_GIVEN TASK_
Please answer these questions from the passage on customer onboarding below.
(a) Retargeting is described as a supplemental strategy to which two channels?
(b) What reason does the passage give for optimizing the strategies for the mobile consumer?
(c) Besides account opening, after what customer action have some institutions sent an appreciation message?

Each of the above strategies have been found to be highly effective based on reach, cost and performance. This is because you are reaching out to customers who have indicated a desire to search, shop and/or purchase the services you provide. Unfortunately, the challenge is that there is limited scalability of this strategy since it only includes people who have indicated an interest as opposed to a mass audience that many digital strategies include.

For financial marketers, retargeting is a great supplemental strategy to direct mail and email that can improve your onboarding results. The cost is one of the lowest of any digital marketing strategy and the impact usually provides a significant lift.

Reaching the Mobile Customer

All of the above strategies should be optimized for the mobile consumer since more media today is consumed on a mobile device than on a desktop computer. This includes email, video, web searches, social media, etc.

As a result, all onboarding communication that can be consumed on a mobile device should be direct and impactful. In other words, “What’s in it for me?” and “How do I respond?” In most cases, a financial marketer’s goal should be to minimize the keystrokes necessary to achieve the desired action. And if heavy written content can be replaced with visual or video content, all the better.

“One of the most effective, and underutilized, tactics for engaging with new customers in the onboarding process is with mobile ads and SMS messaging.”

By collecting the new customer’s mobile phone number and signing them up for mobile banking at the time of original account opening, the opportunity to help the customer maximize the value of their relationship and potentially receive real-time ‘surprise and delight’ communication is increased.

Leveraging your mobile banking platform allows for highly personalized and targeted communications at the point of mobile engagement. Your customer opens their new mobile banking application and they are provided information on the next best service to open and/or use. Done well, your customer will appreciate the reminder about how to best engage with your organization. Reinforcing other digital channel, potential ads for the following services are highly effective as part of onboarding:

  • Online billpay
  • Remote Deposit Capture
  • Debit card utilization
  • Alert designations
  • Direct deposit
  • Rewards program sign-up
  • Account-to-account (A2A) and Peer-to-peer (P2P) transfers

Mobile Online Integration

As with all email and digital communications, mobile banking advertising can leverage direct links to enrollment landing pages, educational media as well as digital videos.

In addition to mobile ads within your mobile banking application, SMS texting can be very useful if used sparingly. The immediacy and attention grabbing qualities of this form of communication make SMS texts one of the most successful mobile strategies. Banks and credit unions have used this form of communication to remind customers about signing up for alerts (which uses the same channel of communication) as well as to deliver a ‘surprise and delight’ message.

For instance, imagine the impact of an SMS message (or mobile banking alert) informing a new customer that they can go to their nearest Starbucks or ice cream store to receive a free beverage or ice cream cone as a ‘thank you’ for opening their new account. Because mobile communications are in real-time, this message could be delivered the instant the new account opening process is done. Some institutions have also used this form of appreciation after a customer completes a satisfaction survey.

_RAW DATA_
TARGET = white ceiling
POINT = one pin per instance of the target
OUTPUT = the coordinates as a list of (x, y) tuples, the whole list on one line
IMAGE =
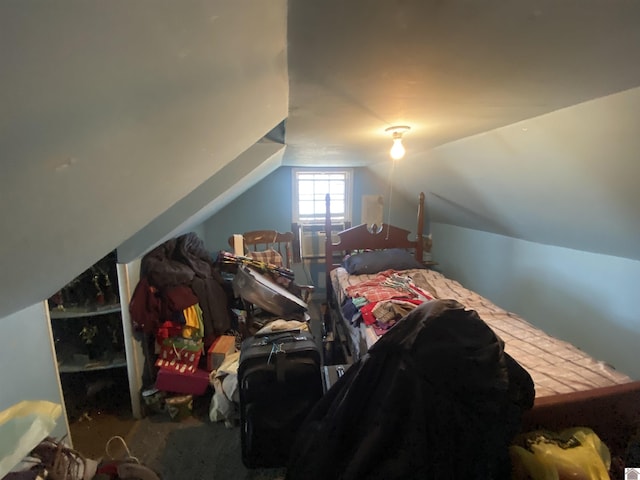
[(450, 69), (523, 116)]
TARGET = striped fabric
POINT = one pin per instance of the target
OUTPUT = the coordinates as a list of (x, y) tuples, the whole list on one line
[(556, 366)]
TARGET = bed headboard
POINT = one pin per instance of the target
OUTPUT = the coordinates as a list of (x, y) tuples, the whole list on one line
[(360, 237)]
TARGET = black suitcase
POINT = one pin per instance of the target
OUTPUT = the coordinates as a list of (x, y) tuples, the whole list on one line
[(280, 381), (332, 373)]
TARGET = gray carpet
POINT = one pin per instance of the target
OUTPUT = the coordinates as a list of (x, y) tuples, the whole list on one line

_ANSWER TO THIS EXERCISE_
(a) Direct mail and email.
(b) More media today is consumed on a mobile device than on a desktop computer.
(c) After a customer completes a satisfaction survey.